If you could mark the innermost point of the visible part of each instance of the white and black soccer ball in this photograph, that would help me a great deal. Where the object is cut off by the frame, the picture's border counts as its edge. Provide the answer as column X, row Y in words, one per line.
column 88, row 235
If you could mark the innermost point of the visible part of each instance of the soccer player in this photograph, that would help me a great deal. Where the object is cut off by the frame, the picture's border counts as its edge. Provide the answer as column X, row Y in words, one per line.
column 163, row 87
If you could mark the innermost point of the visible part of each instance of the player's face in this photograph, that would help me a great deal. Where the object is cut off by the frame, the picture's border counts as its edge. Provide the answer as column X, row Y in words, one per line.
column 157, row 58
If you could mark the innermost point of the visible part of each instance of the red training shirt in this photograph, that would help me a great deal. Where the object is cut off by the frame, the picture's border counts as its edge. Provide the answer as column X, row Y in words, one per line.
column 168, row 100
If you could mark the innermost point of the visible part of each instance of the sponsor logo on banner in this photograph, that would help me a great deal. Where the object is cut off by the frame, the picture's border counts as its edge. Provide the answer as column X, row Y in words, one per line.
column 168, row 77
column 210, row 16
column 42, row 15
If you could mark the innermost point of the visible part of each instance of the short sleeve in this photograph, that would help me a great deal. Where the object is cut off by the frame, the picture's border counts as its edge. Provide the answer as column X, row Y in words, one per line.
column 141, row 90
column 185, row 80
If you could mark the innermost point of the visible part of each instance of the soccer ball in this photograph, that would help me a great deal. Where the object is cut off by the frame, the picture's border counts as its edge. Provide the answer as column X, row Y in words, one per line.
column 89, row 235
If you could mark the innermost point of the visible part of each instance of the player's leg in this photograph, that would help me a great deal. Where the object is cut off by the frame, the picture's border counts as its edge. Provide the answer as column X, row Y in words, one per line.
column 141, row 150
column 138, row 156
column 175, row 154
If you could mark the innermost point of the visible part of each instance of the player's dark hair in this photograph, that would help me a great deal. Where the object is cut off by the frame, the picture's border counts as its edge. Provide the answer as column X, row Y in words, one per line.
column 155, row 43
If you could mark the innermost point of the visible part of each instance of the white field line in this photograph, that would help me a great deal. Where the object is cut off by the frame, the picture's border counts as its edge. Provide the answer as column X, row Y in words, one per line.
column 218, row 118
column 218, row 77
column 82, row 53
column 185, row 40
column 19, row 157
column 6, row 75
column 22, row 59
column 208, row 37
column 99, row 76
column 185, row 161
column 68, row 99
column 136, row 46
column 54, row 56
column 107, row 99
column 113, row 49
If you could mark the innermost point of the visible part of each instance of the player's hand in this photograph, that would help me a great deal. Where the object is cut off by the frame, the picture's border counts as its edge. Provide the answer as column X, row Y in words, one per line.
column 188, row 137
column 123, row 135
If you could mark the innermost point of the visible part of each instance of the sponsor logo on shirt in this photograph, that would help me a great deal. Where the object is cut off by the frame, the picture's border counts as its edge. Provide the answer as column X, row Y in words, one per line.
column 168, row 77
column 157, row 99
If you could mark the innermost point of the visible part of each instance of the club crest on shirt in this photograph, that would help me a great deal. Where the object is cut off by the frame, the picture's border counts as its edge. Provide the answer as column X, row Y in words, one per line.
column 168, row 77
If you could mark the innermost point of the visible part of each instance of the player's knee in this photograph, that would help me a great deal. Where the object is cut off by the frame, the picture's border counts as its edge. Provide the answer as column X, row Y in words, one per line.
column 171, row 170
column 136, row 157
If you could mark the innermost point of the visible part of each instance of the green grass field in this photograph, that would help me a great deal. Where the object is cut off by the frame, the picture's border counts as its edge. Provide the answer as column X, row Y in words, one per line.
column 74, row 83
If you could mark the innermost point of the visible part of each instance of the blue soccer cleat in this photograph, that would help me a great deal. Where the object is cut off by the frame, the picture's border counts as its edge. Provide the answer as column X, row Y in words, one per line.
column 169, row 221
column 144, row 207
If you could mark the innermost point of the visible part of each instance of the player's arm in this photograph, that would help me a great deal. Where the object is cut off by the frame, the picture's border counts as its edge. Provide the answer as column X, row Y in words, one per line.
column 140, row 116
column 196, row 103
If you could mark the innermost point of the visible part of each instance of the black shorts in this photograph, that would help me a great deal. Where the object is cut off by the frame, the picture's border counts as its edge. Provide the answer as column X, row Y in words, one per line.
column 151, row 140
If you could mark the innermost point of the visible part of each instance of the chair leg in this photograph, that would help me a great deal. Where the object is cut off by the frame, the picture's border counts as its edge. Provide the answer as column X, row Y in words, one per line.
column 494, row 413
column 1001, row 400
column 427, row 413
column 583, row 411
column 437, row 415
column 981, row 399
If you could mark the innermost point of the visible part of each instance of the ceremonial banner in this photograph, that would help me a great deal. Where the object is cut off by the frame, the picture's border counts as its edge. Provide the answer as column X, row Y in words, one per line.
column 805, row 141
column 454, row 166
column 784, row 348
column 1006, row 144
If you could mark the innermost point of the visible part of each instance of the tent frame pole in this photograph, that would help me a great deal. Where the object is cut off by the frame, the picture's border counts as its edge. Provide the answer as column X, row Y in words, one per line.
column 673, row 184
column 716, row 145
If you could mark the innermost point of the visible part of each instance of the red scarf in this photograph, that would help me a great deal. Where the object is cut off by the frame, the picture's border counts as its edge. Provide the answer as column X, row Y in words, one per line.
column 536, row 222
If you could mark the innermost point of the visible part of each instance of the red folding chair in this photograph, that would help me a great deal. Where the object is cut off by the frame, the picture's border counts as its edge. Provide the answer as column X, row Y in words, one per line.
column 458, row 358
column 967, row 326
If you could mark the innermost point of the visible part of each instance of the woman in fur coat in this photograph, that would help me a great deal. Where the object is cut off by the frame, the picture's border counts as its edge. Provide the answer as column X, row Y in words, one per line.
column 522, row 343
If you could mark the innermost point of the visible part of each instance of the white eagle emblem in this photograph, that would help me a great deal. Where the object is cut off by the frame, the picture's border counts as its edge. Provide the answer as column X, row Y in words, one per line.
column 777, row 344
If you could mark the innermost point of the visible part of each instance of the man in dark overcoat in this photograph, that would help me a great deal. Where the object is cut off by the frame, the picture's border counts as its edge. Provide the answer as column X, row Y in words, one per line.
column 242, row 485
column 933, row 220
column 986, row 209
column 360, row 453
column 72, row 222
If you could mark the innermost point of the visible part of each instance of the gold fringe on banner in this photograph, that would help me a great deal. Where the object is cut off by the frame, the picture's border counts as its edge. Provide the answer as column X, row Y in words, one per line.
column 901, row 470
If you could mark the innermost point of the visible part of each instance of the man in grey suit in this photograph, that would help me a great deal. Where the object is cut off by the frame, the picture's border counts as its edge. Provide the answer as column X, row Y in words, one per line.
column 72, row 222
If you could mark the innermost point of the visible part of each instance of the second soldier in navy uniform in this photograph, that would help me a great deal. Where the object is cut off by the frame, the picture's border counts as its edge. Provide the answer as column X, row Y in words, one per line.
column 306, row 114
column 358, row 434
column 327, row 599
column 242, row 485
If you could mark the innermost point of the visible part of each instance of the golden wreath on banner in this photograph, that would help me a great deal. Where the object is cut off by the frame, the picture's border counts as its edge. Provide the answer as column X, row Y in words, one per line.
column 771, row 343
▬▬▬▬▬▬
**Exercise instructions**
The entire set of entries, and nothing else, should be set down exactly.

**Written response**
If you could mark the innermost point of the visible part of each instance of the white and black soccer ball in this photograph, that would help me a great deal. Where the object is cut off by the frame, the picture's border counts as its edge. Provide the answer as column X, row Y in words, one per line.
column 88, row 235
If you could mark the innermost point of the visible part of each instance of the soccer player in this photograph, that would help me a great deal. Where the object is cut off by the frame, the picture's border counts as its edge. Provide the answer as column X, row Y in words, one per line.
column 163, row 87
If you could mark the innermost point of the visible part of each instance of the player's face in this photograph, that would help me a great deal. Where the object is cut off by the frame, the picture's border counts as its edge. Provide the answer as column X, row Y in words, one per line.
column 157, row 58
If you could mark the innermost point of the visible part of each instance of the red training shirt in this photograph, that would help me a great deal. Where the object is cut off by the frame, the picture's border counts as its edge. Provide the answer as column X, row Y in words, one per line.
column 168, row 100
If you could mark the innermost point of the visible part of each instance of the sponsor logo on banner in this photograph, that would help me a great deal. Where the object is cut off by the frame, the picture's border counts as its edge. Provide the answer as column X, row Y in words, one per line.
column 168, row 77
column 210, row 16
column 42, row 15
If you could mark the innermost point of the visible part of each instance of the short sleeve in this photograph, that would help me a great deal. Where the object is cut off by the frame, the picture's border counts as its edge. Provide the answer as column X, row Y in words, one per line.
column 141, row 90
column 185, row 80
If you could mark the innermost point of the visible part of each instance of the soccer ball in this photograph, that would help me a great deal. Where the object is cut off by the frame, the picture's border counts as its edge. Provide the answer as column X, row Y in words, one per line.
column 89, row 235
If you could mark the innermost point of the visible part of each instance of the player's leg in this photograph, that would help me a great deal. Where the object is cut off by the frame, the picture's border counts as its edge. Provide the answer as column X, row Y in words, one per line.
column 141, row 150
column 138, row 156
column 175, row 154
If you could mark the innermost point of the visible part of each instance of the player's dark hair in this photograph, that would help me a great deal. Where the object is cut off by the frame, the picture's border counts as its edge. Provide the answer as column X, row Y in words, one per line.
column 155, row 43
If you could mark the innermost point of the visible part of each instance of the white field line in this photograph, that would help me a great deal. Where the object is cut off by the frame, the picture's border counts as its edge. Provide the answer as column X, row Y in words, one per line.
column 218, row 118
column 218, row 77
column 82, row 53
column 185, row 40
column 19, row 157
column 6, row 75
column 22, row 59
column 208, row 37
column 99, row 76
column 185, row 161
column 68, row 99
column 136, row 46
column 54, row 56
column 107, row 99
column 113, row 49
If you could mark the innermost point of the visible part of each instance of the player's hand in this photograph, that would help me a great deal. Where the object is cut off by the frame, the picture's border counts as its edge. Provide the answer as column X, row Y in words, one per line.
column 188, row 137
column 123, row 135
If you could mark the innermost point of the visible part of each instance of the sponsor logo on shirt in this photograph, that would help me a great deal. Where the object is cut off by the frame, the picture's border counts as its edge. Provide the answer as column X, row Y in words, one per line.
column 168, row 77
column 157, row 99
If you could mark the innermost point of the visible part of each instance of the club crest on shirt in this photograph, that would help me a great deal. Where the object is cut off by the frame, the picture's border counts as its edge. Provide the answer as column X, row Y in words, one per line.
column 168, row 77
If you could mark the innermost point of the visible part of each instance of the player's knee in this photograph, that would help me a great deal. Where the object is cut off by the frame, the picture's border counts as its edge. Provide the answer as column X, row Y in words, one per line.
column 171, row 170
column 136, row 157
If you could mark the innermost point of the visible part of each instance of the green grass field in this photograph, that would help me a great deal. Where the object is cut off by the frame, the picture's border counts as its edge. Provide the answer as column X, row Y in words, one per line.
column 74, row 83
If you could mark the innermost point of the visible part of each instance of the blue soccer cleat in this photograph, that would help me a great deal. Where the object is cut off by the frame, the picture's border counts as its edge. Provide the answer as column X, row Y in words, one per line.
column 169, row 221
column 144, row 207
If you could mark the innermost point of the visible part of each instance of the player's arm in this photograph, that would help me a great deal. Where the object is cut off by the frame, the picture's border counts as its edge. Provide the answer as column X, row Y in words, one per line.
column 140, row 116
column 196, row 103
If you could mark the innermost point of the visible part of each instance of the black shorts in this photograph, that would help me a great deal. Where the object is cut off by the frame, the picture's border counts as its edge. Provide the answer as column X, row Y in words, one per line.
column 151, row 140
If you could mark the innermost point of the visible part of each instance of the chair leg in this photograph, that would help me a great deal. Where the object is cut off by the frame, the picture's border counts as its edge. Provide the answer as column X, row Y in words, one per line.
column 494, row 413
column 1001, row 400
column 427, row 413
column 583, row 411
column 437, row 415
column 981, row 399
If you could mark the innermost point of the visible part of each instance of the ceremonial banner in this photograph, that would help me a great deal. Where the object is cut off by the frame, the picture's border counts as its edge. Provide the answer as column X, row Y in words, one per line.
column 805, row 141
column 454, row 166
column 784, row 348
column 1006, row 144
If you could mark the innermost point of the visible part of each instance of the tent frame pole in this photograph, that would help me a great deal. Where the object is cut off by the frame, the picture's border counts as its edge. Provide the answer as column X, row Y in words, one per line.
column 673, row 184
column 716, row 145
If you could mark the innermost point of the visible part of each instance of the red scarf in this photograph, that would help me a great deal. Where the object is cut off by the frame, the picture's border counts as its edge. Provide the answer as column X, row Y in words, one per line.
column 536, row 222
If you could mark the innermost point of the visible part of each instance of the red folding chair in this photograph, that would help me a great deal. Where the object is cut off by the frame, the picture's border counts as its edge. Provide the answer as column X, row Y in words, one per line.
column 458, row 358
column 967, row 326
If you could mark the innermost point of the visible part of each instance of the woman in fur coat in this photograph, that would help me a great deal. Where the object is cut off by the frame, the picture's border counts as its edge. Provide the answer as column X, row Y in words, one per line.
column 522, row 343
If you could mark the innermost point of the visible part of each instance of the white eagle emblem in this photograph, that would help me a great deal. Where the object is cut off by the frame, the picture's border counts as its edge. Provide the answer as column X, row Y in words, one per line.
column 777, row 344
If you could mark the innermost point of the visible part of each instance of the man in dark overcoat in this photograph, that would help me a great deal. Where the object is cut off by the frame, the picture's border counts as its edge. Provide the answer as column X, row Y in words, one per line.
column 242, row 485
column 933, row 220
column 986, row 209
column 360, row 453
column 72, row 222
If you could mark the innermost point of the visible part of each instance of the gold fringe on banner in this photograph, that would help me a great deal. Where the object is cut off by the frame, the picture's border counts as its edge. Provide the answer as column X, row Y in words, one per line.
column 901, row 470
If you could mark the innermost point of the visible part of each instance of the man in grey suit in this photograph, that would help me a great deal. Where the object is cut off by the frame, the picture's border counts as its edge. Provide the answer as column X, row Y in words, one per line.
column 72, row 222
If you could mark the innermost point of the visible part of each instance of the second soldier in navy uniform in this photograph, that would help me a great deal. Where the object is cut off by the frame, the picture's border counts as its edge. Provide the answer as column X, row Y in words, one per line.
column 306, row 114
column 358, row 434
column 327, row 599
column 242, row 485
If you could mark the innermost point of the visible part of each instance of the golden wreath on banner in this photograph, that would help me a great deal. Where the object is cut off by the frame, the picture's border counts as its edge. Provide the answer as column X, row Y in words, one per line.
column 771, row 343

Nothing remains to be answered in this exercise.